[Task objective] Return each line of the listing below that contains the word "woman".

--- START Data rows ---

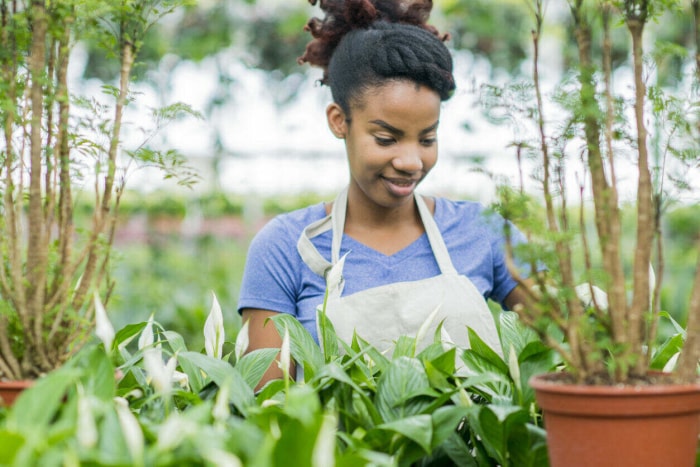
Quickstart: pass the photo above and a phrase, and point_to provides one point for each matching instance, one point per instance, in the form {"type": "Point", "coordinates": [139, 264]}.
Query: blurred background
{"type": "Point", "coordinates": [261, 146]}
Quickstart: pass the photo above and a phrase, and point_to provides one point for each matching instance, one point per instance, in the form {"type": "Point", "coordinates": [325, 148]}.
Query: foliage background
{"type": "Point", "coordinates": [172, 271]}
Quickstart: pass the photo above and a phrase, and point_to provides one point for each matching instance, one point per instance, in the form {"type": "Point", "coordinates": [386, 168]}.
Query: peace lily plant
{"type": "Point", "coordinates": [582, 137]}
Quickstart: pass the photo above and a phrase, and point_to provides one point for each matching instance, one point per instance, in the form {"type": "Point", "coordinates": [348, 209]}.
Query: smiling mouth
{"type": "Point", "coordinates": [401, 181]}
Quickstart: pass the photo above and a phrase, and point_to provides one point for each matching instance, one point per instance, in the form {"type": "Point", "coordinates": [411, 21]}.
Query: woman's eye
{"type": "Point", "coordinates": [384, 141]}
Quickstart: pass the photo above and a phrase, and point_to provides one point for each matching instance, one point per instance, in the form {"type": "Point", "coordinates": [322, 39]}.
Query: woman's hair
{"type": "Point", "coordinates": [361, 44]}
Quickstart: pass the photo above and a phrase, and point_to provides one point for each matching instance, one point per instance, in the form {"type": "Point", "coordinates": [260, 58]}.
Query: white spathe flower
{"type": "Point", "coordinates": [323, 454]}
{"type": "Point", "coordinates": [334, 277]}
{"type": "Point", "coordinates": [174, 430]}
{"type": "Point", "coordinates": [86, 427]}
{"type": "Point", "coordinates": [285, 354]}
{"type": "Point", "coordinates": [591, 295]}
{"type": "Point", "coordinates": [160, 373]}
{"type": "Point", "coordinates": [214, 331]}
{"type": "Point", "coordinates": [181, 379]}
{"type": "Point", "coordinates": [671, 363]}
{"type": "Point", "coordinates": [221, 458]}
{"type": "Point", "coordinates": [146, 338]}
{"type": "Point", "coordinates": [103, 327]}
{"type": "Point", "coordinates": [242, 341]}
{"type": "Point", "coordinates": [423, 330]}
{"type": "Point", "coordinates": [133, 435]}
{"type": "Point", "coordinates": [221, 410]}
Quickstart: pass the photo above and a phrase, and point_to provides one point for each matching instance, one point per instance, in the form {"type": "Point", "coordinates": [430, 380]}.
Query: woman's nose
{"type": "Point", "coordinates": [409, 160]}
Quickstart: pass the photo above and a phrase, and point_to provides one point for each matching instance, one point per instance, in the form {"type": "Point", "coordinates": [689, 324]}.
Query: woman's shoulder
{"type": "Point", "coordinates": [291, 224]}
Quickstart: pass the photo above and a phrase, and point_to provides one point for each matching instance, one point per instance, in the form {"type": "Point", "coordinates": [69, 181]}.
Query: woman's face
{"type": "Point", "coordinates": [391, 141]}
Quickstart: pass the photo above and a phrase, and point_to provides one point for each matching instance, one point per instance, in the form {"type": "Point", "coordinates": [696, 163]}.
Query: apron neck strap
{"type": "Point", "coordinates": [336, 222]}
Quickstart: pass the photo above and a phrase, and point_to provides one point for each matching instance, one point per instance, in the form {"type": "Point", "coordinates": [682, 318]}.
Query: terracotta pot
{"type": "Point", "coordinates": [10, 390]}
{"type": "Point", "coordinates": [619, 426]}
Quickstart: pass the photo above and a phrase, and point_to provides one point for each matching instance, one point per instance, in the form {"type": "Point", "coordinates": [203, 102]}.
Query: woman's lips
{"type": "Point", "coordinates": [400, 186]}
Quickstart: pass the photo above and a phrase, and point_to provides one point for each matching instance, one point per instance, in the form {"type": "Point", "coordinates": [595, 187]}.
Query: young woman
{"type": "Point", "coordinates": [405, 255]}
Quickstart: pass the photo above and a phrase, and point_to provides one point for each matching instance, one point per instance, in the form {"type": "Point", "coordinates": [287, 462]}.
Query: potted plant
{"type": "Point", "coordinates": [56, 147]}
{"type": "Point", "coordinates": [599, 303]}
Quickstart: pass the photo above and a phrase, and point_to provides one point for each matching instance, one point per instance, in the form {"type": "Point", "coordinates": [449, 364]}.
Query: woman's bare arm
{"type": "Point", "coordinates": [262, 334]}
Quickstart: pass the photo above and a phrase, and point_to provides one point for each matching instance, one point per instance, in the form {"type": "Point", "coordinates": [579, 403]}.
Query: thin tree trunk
{"type": "Point", "coordinates": [37, 254]}
{"type": "Point", "coordinates": [103, 212]}
{"type": "Point", "coordinates": [688, 361]}
{"type": "Point", "coordinates": [645, 220]}
{"type": "Point", "coordinates": [607, 219]}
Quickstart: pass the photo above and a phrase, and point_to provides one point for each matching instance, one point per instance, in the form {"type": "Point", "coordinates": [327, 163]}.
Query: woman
{"type": "Point", "coordinates": [405, 256]}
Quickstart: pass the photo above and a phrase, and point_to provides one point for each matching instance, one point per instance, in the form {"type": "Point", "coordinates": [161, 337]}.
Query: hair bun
{"type": "Point", "coordinates": [343, 16]}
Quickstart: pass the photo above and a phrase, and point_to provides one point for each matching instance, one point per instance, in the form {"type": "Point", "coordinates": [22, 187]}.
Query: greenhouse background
{"type": "Point", "coordinates": [261, 145]}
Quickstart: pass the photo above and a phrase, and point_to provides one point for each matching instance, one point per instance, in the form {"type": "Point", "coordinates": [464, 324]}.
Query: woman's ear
{"type": "Point", "coordinates": [336, 120]}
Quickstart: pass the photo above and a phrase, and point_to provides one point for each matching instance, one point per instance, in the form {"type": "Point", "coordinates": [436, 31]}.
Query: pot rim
{"type": "Point", "coordinates": [544, 382]}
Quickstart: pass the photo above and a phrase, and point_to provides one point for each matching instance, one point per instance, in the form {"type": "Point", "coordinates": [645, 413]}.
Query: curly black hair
{"type": "Point", "coordinates": [365, 43]}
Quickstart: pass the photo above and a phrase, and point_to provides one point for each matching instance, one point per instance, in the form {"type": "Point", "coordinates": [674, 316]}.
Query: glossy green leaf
{"type": "Point", "coordinates": [303, 347]}
{"type": "Point", "coordinates": [417, 428]}
{"type": "Point", "coordinates": [404, 379]}
{"type": "Point", "coordinates": [253, 365]}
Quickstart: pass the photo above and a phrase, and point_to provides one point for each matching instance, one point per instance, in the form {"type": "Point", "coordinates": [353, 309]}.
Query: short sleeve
{"type": "Point", "coordinates": [270, 277]}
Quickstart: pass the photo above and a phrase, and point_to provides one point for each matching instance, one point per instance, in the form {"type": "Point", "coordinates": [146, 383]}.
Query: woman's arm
{"type": "Point", "coordinates": [262, 334]}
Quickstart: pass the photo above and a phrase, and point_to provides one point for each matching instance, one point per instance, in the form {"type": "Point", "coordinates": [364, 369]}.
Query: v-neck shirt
{"type": "Point", "coordinates": [276, 279]}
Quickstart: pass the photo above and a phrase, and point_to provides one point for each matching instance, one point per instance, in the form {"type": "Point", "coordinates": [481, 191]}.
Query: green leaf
{"type": "Point", "coordinates": [514, 333]}
{"type": "Point", "coordinates": [176, 341]}
{"type": "Point", "coordinates": [405, 347]}
{"type": "Point", "coordinates": [98, 377]}
{"type": "Point", "coordinates": [496, 423]}
{"type": "Point", "coordinates": [418, 428]}
{"type": "Point", "coordinates": [479, 347]}
{"type": "Point", "coordinates": [446, 419]}
{"type": "Point", "coordinates": [37, 406]}
{"type": "Point", "coordinates": [303, 347]}
{"type": "Point", "coordinates": [253, 365]}
{"type": "Point", "coordinates": [666, 351]}
{"type": "Point", "coordinates": [10, 444]}
{"type": "Point", "coordinates": [404, 379]}
{"type": "Point", "coordinates": [222, 373]}
{"type": "Point", "coordinates": [328, 337]}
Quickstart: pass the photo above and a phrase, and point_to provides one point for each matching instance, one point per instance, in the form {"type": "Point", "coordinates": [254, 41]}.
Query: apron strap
{"type": "Point", "coordinates": [336, 222]}
{"type": "Point", "coordinates": [308, 252]}
{"type": "Point", "coordinates": [442, 256]}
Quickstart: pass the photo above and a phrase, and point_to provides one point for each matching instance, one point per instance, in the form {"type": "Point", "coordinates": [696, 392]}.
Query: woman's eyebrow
{"type": "Point", "coordinates": [398, 132]}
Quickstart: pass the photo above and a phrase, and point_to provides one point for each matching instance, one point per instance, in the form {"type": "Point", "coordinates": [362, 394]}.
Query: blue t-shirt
{"type": "Point", "coordinates": [276, 279]}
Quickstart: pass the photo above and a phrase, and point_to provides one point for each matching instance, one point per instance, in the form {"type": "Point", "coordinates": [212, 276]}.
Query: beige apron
{"type": "Point", "coordinates": [381, 314]}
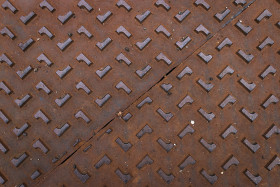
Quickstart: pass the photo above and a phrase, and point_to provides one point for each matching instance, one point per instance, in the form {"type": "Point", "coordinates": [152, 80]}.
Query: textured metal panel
{"type": "Point", "coordinates": [73, 74]}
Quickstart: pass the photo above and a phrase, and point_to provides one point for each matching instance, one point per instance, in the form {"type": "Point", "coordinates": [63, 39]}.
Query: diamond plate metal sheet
{"type": "Point", "coordinates": [139, 93]}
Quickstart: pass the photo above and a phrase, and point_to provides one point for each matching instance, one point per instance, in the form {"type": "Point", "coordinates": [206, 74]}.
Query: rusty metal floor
{"type": "Point", "coordinates": [139, 93]}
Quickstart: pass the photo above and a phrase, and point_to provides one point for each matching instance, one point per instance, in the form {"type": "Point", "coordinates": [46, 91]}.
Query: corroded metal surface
{"type": "Point", "coordinates": [139, 93]}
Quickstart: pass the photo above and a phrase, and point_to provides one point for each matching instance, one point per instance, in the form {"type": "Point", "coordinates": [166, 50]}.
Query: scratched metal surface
{"type": "Point", "coordinates": [74, 117]}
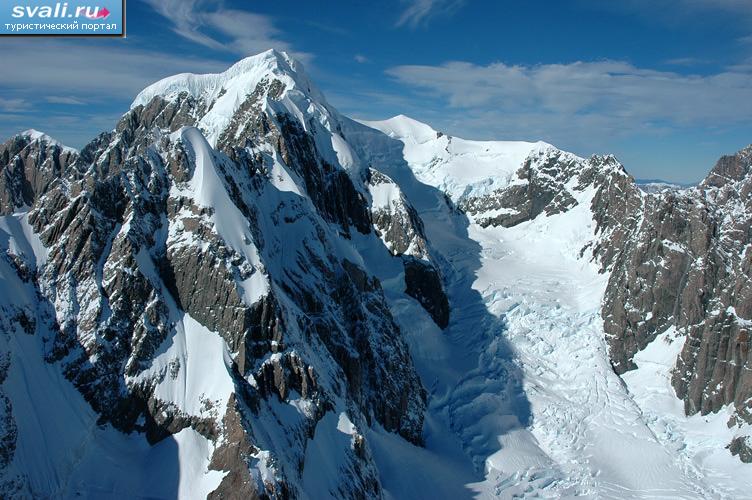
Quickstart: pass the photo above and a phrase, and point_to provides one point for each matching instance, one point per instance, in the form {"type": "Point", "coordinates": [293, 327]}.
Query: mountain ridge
{"type": "Point", "coordinates": [358, 297]}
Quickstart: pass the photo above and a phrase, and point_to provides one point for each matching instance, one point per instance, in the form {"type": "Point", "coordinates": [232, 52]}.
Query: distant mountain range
{"type": "Point", "coordinates": [238, 292]}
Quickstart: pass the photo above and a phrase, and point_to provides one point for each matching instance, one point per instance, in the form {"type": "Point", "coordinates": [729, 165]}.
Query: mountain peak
{"type": "Point", "coordinates": [33, 135]}
{"type": "Point", "coordinates": [242, 77]}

--- END Data rows ---

[Response to this exercise]
Query: woman's eye
Query: woman's hair
Query: woman's nose
Query: woman's shoulder
Query: woman's face
Query: woman's lips
Query: young woman
Query: woman's bare arm
Query: woman
Query: woman's ear
Query: woman's arm
Query: woman's eyebrow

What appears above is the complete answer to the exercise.